• **DIRECTION**: Copy the lines below word for word, starting at the line that contains "Place a point on the potted" and ending at the line that contains "[[284, 221], [315, 247], [208, 218]]".

• **GIVEN DATA**:
▼▼▼

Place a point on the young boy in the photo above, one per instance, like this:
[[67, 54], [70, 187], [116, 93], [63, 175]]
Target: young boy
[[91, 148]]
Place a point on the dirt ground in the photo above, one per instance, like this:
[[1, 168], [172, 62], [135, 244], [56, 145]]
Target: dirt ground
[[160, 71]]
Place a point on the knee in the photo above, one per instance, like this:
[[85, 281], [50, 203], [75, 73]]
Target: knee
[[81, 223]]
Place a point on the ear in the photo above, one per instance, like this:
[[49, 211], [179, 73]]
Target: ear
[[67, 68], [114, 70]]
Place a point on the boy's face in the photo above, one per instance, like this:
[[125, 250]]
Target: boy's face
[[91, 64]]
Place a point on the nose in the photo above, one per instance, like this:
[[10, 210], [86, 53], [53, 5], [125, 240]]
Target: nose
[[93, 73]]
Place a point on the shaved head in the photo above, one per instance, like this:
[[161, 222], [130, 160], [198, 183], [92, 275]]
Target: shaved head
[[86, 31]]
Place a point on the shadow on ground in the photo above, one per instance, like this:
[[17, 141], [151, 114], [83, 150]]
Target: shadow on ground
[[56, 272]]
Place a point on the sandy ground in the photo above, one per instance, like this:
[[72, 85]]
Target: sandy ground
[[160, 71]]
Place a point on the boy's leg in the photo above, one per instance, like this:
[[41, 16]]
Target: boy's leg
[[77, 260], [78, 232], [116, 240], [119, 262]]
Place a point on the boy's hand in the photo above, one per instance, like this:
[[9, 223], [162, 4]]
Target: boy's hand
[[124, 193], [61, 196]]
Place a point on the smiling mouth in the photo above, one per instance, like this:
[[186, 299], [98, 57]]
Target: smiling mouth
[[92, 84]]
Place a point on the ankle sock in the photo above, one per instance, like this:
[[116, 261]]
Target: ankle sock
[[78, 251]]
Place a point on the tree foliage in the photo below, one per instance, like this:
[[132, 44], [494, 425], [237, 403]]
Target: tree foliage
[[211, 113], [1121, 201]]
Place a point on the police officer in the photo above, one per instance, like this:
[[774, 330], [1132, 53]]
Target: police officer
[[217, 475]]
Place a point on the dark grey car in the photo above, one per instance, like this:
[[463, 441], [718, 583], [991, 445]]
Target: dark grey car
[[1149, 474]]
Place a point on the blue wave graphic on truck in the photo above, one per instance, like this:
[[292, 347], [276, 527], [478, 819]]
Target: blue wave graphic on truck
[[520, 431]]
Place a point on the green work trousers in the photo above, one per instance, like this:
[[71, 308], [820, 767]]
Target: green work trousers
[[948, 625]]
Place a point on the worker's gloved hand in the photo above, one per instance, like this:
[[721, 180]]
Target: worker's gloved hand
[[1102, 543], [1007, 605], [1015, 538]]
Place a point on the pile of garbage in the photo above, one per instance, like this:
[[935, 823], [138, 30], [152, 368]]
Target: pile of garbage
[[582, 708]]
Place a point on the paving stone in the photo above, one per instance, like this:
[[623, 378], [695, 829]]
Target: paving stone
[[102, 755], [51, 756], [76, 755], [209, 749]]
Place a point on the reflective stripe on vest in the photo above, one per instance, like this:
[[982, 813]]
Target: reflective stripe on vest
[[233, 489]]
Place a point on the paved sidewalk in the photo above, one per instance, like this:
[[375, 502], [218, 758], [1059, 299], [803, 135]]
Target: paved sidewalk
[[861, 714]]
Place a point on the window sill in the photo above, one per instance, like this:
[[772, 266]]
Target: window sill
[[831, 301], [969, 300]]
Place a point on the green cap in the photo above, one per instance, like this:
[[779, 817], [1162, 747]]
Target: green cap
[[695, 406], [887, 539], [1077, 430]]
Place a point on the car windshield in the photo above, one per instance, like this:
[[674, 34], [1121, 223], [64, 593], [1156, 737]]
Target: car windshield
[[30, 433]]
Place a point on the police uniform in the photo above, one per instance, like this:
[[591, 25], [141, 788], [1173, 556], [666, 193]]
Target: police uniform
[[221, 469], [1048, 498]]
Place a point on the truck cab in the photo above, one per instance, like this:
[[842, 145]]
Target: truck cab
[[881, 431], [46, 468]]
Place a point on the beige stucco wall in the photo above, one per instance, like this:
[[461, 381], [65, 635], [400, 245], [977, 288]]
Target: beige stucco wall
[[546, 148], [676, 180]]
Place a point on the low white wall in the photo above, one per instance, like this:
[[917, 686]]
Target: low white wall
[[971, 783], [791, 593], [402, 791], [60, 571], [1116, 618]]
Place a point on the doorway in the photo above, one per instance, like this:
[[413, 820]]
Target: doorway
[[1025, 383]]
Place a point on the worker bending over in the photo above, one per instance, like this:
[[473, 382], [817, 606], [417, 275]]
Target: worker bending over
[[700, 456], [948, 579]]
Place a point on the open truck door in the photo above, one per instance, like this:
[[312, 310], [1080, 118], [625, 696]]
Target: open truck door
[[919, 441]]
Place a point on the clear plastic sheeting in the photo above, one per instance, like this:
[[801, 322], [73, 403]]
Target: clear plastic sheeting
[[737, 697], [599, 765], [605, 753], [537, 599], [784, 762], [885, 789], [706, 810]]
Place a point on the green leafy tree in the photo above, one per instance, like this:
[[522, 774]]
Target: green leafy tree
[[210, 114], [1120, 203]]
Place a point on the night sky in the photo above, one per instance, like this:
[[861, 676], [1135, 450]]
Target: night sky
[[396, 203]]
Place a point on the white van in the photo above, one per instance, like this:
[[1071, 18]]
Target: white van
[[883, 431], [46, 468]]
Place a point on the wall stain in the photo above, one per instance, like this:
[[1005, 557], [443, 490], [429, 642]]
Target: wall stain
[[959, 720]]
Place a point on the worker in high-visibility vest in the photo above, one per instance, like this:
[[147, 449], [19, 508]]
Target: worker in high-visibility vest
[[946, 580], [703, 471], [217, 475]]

▲▲▲
▼▼▼

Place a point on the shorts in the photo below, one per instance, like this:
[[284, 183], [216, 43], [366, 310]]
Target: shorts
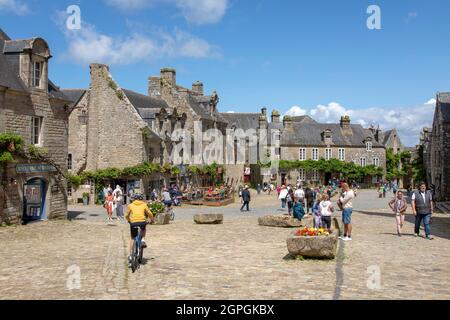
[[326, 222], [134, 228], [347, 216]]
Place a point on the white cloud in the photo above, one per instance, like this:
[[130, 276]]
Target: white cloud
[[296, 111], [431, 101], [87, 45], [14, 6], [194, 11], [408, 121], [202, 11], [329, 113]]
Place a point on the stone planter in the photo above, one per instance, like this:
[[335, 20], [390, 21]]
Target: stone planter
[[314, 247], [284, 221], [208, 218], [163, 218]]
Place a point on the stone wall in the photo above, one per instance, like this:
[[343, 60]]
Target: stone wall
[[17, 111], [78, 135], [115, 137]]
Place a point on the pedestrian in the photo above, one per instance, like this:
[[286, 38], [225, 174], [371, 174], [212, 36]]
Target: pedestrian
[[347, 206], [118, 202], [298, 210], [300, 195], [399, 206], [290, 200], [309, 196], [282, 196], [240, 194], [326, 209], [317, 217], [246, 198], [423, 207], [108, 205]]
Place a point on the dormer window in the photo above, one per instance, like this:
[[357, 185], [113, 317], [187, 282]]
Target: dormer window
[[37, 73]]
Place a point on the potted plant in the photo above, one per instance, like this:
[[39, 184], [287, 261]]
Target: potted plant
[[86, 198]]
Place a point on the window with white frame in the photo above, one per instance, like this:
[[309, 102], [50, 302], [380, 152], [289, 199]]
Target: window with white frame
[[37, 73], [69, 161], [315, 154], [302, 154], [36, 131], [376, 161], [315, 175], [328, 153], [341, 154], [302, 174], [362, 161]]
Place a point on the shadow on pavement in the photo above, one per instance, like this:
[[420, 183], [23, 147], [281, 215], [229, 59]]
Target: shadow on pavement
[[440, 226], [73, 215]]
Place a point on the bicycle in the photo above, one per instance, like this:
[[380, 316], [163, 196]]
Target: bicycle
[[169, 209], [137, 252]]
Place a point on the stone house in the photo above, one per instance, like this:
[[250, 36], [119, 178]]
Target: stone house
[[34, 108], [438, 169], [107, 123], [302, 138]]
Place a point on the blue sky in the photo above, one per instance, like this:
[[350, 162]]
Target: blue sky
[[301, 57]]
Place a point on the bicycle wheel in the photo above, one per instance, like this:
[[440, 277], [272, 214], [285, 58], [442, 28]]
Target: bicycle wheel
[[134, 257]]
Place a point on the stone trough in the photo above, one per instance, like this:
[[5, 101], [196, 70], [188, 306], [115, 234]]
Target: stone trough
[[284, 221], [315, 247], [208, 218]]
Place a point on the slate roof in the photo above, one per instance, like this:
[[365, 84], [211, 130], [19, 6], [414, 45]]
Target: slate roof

▲▲▲

• **WRITTEN ANSWER**:
Place a point on the potted plant in the photo above, one per instance, like this:
[[39, 184], [287, 261]]
Target: potted plant
[[86, 198]]
Place a point on the window with white frame in the photo above, one per instance, like this:
[[309, 102], [50, 302], [380, 152], [289, 199]]
Target: window with white frame
[[37, 73], [69, 161], [315, 154], [302, 154], [36, 131], [376, 161], [315, 175], [328, 153], [341, 154], [302, 174], [362, 161]]
Place a point on the shadow on pavement in the photo above, one per instance, like this:
[[420, 183], [23, 147], [281, 215], [229, 59]]
Target: shadow on pavement
[[440, 226], [73, 215]]
Place a point on the bicycle in the photo above, one per instance, like this:
[[380, 316], [163, 196]]
Target: bicycle
[[169, 209], [137, 252]]
Place a point on the stone house in the photo above, one per instance, like this:
[[250, 36], [119, 178]]
Target: stone house
[[34, 108], [438, 169], [107, 123], [302, 138]]
Place a point on the blue sky in the photo above, one per instance, like this:
[[350, 162]]
Target: blue sky
[[301, 57]]
Place a point on the bicycle wheel in the photo above, one per instance, like this:
[[440, 277], [272, 214], [285, 58], [442, 28]]
Target: bicycle wheel
[[134, 257]]
Place a point on the stone trough in the photo above, one per instance, like this:
[[5, 101], [196, 70], [188, 306], [115, 234]]
Target: stone trough
[[284, 221], [315, 247], [208, 218]]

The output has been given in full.